Kumpulan Latihan ->
1: Apa terjemahan bahasa Inggris dari kalimat dalam teks tentang bid'ah ini: "Jadi, yang dimaksud bid'ah adalah tambahan hukum fikih, bukan sekedar tambahan."
2: Hitunglah berapa baris dalam entri yang memuat kata "green". Tuliskan angkanya saja.

Teks yang Diberikan ->
فَقَالَ رَسُولُ اللَّهِ صَلَّى اللَّهُ عَلَيْهِ وَسَلَّمَ مَنْ سَنَّ فِي الْإِسْلَامِ سُنَّةً حَسَنَةً فَلَهُ أَجْرُهَا وَأَجْرُ مَنْ عَمِلَ بِهَا بَعْدَهُ مِنْ غَيْرِ أَنْ يَنْقُصَ مِنْ أُجُورِهِمْ شَيْءٌ
....
".....Maka bersabdalah Nabi saww: Siapa yang membuat hal baru yang baik dalam agama Islam, maka ia akan mendapatkan pahalanya dan pahala siapapun yang menirunya di masa setelahnya tanpa berkurang sedikitpun....." (Shahih Muslim, hadits ke: 1691, 4830, 2398).

Jadi, hal baru itu, bukan hanya bukan bid'ah yang tidak haram, tapi justru dianjurkan, asalkan kebaikan. Seperti mencipta sistem pendidikan, atau meniru sistem pendidikan barat dari sisi yang bisa diterima Islam.....dan seterusnya.

(4). Bid'ah yang diharamkan dalam Islam itu adalah yang berupa tambahan hukum syariat. Misalnya mencipta shalat dengan cara lain yang tidak sama dengan yang ada di Islam. Jadi, yang dimaksud bid'ah adalah tambahan hukum fikih, bukan sekedar tambahan. Bahkan pengurangan juga bisa dikatakan bid'ah (tambahan) karena ia telah menambahkan pengurangan tersebut dalam Islam.

(5). Perlu diketahui bahwa Islam itu memilki dua bentuk ajaran: Khusus dan Umum. Yang khusus adalah yang diatur caranya, seperti shalat dari takbir, rukuk dan sujudnya, atau puasa atau haji. Tapi ada yang tidak diatur caranya seperti menolong orang, belajar Ilmu, hubungan-hubungan sosial seperti cara menghormati orang tua, cara memperingati kelahiran, cara kawin, cara pinangan, cara tunangan, cara berpakaian ...dst. Nah, di bagian yang umum ini, Islam hanya memberikan garis-garis besarnya dan memberikan kepada kita kebebasan dalam mengaturnya di selain yang sudah ditentukan secara umum itu. Disinilah hadits anjuran membuat hal baru yang baik dalam Islam itu dianjurkan.

Mungkin anda bertanya, kalau hal itu hal Islam, kan berarti sudah ada ajarannya, tapi mengapa dikatakan "baru"???? Jawabnya adalah karena Islam memiliki kebaikan ajaran yang umum tadi. Jadi, selama ia tidak melanggar aturan umum Islam itu, maka apapun dibolehkan oleh Islam.

Tapi ingat, Nabi saww tidak mengatakan siapa yang membuat HUKUM FIKIH BARU DALAM ISLAM, tapi mengatakan yang membuat HAL BARU YANG BAIK DALAM ISLAM. Artinya, apapun kebaikan yang kita buat yang berkesesuaian dengan hukum umum Islam itu, tidak boleh dibubuhi HUKUM ISLAM, seperti sunnah, makruh, wajib atau haram, selain dari hukum pertamanya yang halal dimana kehalalan membuat yang baru ini jelas dianjurkan oleh hadits tersebut.

Data Tugas ->
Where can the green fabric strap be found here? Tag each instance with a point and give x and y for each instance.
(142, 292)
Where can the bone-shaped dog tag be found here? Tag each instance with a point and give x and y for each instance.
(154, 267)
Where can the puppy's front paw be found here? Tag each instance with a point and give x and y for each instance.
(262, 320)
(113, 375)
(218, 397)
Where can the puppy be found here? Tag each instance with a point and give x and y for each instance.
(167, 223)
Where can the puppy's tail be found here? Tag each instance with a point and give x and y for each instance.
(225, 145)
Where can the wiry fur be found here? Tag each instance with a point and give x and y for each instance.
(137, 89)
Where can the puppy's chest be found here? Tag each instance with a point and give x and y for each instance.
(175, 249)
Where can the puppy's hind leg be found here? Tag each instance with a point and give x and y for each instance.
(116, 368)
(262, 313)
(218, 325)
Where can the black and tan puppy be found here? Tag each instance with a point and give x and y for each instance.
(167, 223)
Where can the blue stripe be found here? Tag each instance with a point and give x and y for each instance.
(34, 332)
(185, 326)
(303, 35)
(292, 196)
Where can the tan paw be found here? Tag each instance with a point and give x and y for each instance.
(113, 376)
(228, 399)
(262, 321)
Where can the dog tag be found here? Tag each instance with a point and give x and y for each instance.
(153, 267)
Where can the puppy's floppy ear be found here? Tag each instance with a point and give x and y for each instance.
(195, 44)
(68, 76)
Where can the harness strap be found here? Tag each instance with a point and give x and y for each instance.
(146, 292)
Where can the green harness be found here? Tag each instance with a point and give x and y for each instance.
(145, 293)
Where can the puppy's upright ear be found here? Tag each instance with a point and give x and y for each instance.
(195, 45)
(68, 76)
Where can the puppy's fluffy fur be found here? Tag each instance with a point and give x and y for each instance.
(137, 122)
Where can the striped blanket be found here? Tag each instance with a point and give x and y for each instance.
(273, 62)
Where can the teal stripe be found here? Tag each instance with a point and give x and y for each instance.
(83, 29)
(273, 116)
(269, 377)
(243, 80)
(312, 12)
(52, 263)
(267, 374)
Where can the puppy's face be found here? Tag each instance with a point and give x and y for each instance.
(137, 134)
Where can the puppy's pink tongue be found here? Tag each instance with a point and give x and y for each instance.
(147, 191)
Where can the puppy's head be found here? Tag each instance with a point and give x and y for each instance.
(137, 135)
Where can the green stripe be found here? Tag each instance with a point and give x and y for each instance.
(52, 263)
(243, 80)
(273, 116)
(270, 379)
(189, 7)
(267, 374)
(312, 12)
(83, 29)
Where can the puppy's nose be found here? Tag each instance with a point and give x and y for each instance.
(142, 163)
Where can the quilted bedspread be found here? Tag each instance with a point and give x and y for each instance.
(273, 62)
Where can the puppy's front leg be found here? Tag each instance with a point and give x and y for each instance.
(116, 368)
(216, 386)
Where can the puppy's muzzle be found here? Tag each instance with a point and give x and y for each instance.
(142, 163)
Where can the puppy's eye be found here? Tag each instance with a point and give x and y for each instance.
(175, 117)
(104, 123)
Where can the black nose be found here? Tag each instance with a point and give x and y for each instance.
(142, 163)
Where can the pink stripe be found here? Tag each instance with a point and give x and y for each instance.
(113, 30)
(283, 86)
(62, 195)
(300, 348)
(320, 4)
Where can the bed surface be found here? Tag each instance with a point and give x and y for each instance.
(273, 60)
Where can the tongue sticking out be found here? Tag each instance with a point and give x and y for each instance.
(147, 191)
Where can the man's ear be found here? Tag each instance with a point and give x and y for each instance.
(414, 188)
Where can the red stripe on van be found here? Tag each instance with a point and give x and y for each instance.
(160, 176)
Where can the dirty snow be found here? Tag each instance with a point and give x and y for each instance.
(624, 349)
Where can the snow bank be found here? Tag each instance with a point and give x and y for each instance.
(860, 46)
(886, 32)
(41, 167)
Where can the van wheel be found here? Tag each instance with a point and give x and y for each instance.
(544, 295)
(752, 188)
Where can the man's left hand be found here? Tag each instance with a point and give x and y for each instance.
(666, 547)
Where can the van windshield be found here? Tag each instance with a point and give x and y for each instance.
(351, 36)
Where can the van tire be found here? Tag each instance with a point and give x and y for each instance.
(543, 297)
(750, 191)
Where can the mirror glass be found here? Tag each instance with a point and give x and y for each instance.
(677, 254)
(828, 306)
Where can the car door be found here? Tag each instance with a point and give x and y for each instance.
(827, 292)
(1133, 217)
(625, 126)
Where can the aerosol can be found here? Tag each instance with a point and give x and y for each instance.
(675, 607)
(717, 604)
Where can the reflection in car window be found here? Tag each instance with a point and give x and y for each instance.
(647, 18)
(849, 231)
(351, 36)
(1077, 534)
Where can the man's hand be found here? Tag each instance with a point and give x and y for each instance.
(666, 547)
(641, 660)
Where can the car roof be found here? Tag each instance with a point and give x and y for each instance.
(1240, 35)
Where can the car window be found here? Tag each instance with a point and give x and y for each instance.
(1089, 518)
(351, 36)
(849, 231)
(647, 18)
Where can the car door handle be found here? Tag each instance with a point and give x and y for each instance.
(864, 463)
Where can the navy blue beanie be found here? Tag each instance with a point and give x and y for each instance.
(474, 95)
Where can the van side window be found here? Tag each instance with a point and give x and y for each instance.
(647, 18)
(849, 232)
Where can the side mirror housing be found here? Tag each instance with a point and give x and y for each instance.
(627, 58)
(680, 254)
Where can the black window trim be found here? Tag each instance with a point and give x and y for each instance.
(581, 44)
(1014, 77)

Jawaban Latihan ->
1: So, what is meant by bid'ah is an addition to the rulings of fiqh, not merely an addition.

2: 3